Look through the records that follow. Copy every line containing the word "with".
---------- Supplied material
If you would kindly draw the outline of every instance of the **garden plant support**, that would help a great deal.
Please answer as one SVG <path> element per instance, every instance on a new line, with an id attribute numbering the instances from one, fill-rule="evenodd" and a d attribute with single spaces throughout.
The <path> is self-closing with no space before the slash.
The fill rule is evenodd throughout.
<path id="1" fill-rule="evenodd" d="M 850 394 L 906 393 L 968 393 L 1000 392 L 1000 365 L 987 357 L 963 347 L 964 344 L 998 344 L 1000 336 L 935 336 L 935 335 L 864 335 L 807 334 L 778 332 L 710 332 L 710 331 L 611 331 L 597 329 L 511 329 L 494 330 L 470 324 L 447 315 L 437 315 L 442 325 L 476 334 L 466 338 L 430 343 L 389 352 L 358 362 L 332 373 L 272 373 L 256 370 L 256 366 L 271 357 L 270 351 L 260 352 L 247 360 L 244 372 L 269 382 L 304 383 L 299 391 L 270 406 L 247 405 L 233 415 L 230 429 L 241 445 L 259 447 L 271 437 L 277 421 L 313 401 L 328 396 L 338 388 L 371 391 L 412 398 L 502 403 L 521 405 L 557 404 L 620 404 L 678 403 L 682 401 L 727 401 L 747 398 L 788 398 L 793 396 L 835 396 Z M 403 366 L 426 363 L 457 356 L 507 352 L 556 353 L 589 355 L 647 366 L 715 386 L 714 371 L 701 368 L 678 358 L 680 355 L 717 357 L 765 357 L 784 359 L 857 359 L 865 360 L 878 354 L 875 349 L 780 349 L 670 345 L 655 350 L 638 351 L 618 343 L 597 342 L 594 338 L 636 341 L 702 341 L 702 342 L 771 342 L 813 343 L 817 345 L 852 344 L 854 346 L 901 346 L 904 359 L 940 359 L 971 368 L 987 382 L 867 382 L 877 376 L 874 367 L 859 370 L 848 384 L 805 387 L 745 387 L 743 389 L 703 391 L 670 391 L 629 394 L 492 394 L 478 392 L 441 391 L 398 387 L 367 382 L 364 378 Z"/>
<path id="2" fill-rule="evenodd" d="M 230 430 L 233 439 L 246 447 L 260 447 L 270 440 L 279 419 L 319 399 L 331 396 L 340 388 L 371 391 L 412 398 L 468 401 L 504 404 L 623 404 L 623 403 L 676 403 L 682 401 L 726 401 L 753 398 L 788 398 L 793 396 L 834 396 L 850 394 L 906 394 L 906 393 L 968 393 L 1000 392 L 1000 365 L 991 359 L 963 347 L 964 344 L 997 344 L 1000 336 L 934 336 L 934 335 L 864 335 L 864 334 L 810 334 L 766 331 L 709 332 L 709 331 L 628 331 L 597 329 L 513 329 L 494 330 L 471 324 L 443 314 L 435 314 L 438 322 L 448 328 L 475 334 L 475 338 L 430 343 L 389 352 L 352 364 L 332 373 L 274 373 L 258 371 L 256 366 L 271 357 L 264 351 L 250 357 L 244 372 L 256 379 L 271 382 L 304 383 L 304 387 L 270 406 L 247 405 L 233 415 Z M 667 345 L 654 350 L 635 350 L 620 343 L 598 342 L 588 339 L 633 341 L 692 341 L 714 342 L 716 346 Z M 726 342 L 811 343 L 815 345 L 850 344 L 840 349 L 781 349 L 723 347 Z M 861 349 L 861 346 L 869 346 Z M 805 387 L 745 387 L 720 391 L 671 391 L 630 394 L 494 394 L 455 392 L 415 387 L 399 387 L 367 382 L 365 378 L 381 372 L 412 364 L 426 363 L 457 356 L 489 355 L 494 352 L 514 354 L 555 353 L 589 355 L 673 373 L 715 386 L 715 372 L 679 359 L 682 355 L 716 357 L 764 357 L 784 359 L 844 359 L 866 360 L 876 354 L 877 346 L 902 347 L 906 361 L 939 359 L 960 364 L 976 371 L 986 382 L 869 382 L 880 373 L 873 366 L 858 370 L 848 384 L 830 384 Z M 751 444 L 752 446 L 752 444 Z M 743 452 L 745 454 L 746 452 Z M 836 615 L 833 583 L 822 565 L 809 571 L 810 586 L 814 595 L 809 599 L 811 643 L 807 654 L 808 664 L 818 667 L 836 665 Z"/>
--------------------
__Answer section__.
Please answer as one SVG <path> element per instance, every instance on a new line, with an id attribute numbering the instances from one, fill-rule="evenodd" and a d attribute with single spaces throughout.
The <path> is self-closing with no space before the slash.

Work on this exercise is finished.